## Stated exercise
Write down every entry below, keeping each line unchanged.

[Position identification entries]
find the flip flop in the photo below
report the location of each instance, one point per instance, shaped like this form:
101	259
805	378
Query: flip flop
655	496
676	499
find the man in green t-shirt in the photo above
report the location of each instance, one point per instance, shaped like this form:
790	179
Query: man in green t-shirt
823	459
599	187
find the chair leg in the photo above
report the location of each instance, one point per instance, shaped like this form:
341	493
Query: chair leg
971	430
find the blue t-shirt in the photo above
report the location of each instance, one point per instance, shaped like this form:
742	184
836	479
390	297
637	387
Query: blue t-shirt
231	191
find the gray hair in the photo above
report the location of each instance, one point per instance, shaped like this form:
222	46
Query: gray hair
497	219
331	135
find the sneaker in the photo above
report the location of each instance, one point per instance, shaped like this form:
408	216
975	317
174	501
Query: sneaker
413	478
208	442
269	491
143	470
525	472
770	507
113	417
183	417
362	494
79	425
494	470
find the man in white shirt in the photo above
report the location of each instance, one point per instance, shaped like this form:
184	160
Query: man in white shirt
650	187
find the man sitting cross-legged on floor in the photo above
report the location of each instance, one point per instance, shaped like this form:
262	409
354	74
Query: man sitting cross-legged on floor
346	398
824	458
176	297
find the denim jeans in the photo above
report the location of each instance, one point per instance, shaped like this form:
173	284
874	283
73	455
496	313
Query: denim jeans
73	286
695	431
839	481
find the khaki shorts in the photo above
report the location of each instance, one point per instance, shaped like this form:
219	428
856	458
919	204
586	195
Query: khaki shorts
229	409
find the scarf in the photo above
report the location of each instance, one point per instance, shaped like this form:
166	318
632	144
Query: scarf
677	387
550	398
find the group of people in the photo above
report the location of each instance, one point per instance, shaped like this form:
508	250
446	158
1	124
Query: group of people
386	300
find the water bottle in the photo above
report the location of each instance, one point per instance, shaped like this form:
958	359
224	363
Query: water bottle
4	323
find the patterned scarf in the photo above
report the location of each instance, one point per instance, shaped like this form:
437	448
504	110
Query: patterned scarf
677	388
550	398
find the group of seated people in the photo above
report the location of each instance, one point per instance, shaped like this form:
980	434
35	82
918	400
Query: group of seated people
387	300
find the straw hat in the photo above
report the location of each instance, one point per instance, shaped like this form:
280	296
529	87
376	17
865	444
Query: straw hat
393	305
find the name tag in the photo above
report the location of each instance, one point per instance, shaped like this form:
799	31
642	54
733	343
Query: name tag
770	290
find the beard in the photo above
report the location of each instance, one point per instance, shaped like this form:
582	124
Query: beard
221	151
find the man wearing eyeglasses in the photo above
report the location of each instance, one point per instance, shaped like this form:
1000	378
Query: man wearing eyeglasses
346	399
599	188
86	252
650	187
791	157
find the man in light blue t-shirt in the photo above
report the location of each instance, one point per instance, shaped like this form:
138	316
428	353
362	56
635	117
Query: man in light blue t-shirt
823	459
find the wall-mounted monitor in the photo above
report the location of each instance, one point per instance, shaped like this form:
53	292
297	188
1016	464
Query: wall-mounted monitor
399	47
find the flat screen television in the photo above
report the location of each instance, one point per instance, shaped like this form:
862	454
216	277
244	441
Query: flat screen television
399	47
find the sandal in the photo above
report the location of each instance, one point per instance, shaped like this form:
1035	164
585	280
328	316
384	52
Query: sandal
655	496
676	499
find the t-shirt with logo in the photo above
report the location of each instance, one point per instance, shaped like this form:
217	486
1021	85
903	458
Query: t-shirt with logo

## Full answer
find the flip flop in the photo below
report the location of each instance, one point per instance, shaped like this form:
101	259
805	378
Query: flip flop
655	496
676	499
find the man in green t-shirt in the photo above
report the location of each instance, one point per instance, shaped like this form:
790	179
Query: man in green t-shirt
823	459
599	187
find the chair leg in the photo above
report the location of each instance, one point per instance, shaped like this form:
341	493
Query: chair leg
971	430
find the blue t-shirt in the photo above
report the location of each instance, one point per instance, shaped like this form:
742	184
836	479
390	297
637	387
Query: blue t-shirt
231	191
find the gray hair in the photo above
report the location of each instance, one point per instance, shaped like this form:
222	46
Query: gray hair
497	219
331	135
find the sneaker in the photo above
report the location of each instance, one point per instance, shaped like this form:
408	216
975	317
174	501
Query: sneaker
413	478
208	442
269	491
143	470
525	472
770	507
113	417
183	417
362	494
79	425
494	470
find the man in white shirt in the photo above
report the location of each instance, one point per instance, shaped like this form:
184	160
Query: man in white shirt
650	187
find the man sitting cross-legged on floor in the photo above
report the location of each instance, one point per instance, shaped like this form:
262	409
354	74
Query: man sitting cross-legged on floor
346	398
824	458
176	297
find the denim jeans in the photo above
report the location of each instance, one point per instance, shaped like this form:
173	284
874	283
73	455
496	313
Query: denim jeans
73	286
695	431
839	481
find the khaki shorts in the photo above
report the location of each instance, one point per instance, shaped like this form:
219	428
856	458
919	204
586	195
Query: khaki shorts
229	409
find the scarf in the photo above
report the location of each instance, one point per instance, shaped like this form:
166	318
632	144
Query: scarf
677	387
550	398
find the group of people in the photo above
report the location of each instance, one point per instance, shaped like this form:
508	250
446	158
1	124
Query: group of people
386	300
find the water bottle in the photo above
report the location of each instance, one point per instance, shaped like this form:
958	359
224	363
Query: water bottle
4	323
find the patterned scarf in the photo above
report the location of each instance, one point per instance, shaped like this form:
437	448
504	110
Query: patterned scarf
677	388
550	398
find the group of seated people in the photo above
report the location of each instance, one point per instance, shaped like this form:
980	434
35	82
918	400
Query: group of seated people
387	300
find the straw hat in the photo above
report the location of each instance, one point per instance, shaped like this form:
280	296
529	87
376	17
865	444
Query: straw hat
393	305
find the name tag in the photo above
report the location of each instance, one point per instance, shaped like this form:
799	31
642	54
733	343
Query: name tag
770	290
find the beard in the photo above
report the location of each instance, one point per instance, shaped like this form:
582	124
Query: beard
221	151
find the man wearing eyeglasses in the photo above
report the location of each instance, one point per instance, shaped like this form:
1000	378
Query: man wearing eyeglasses
346	399
599	188
86	252
650	187
791	157
find the man in light blue t-shirt in the photo above
report the location of each instance, one point per instance, shaped like this form:
138	316
428	353
362	56
635	117
Query: man in light blue t-shirt
823	459
find the wall-mounted monitor in the photo above
report the location of each instance, one point per instance, shaped like this form:
53	292
297	188
1016	464
Query: wall-mounted monitor
399	47
find the flat screen television in the photo above
report the location of each instance, one point per instance, shaped like this form:
862	454
216	277
244	441
Query: flat screen television
399	47
find the sandal in the photo above
report the location of each instance, one point per instance, shaped like this form:
1035	164
585	280
328	316
384	52
Query: sandal
655	496
676	499
find the t-shirt with logo in the photo above
report the location of each instance, one point per instance, shaped like this form:
217	486
1021	85
903	458
Query: t-shirt with logo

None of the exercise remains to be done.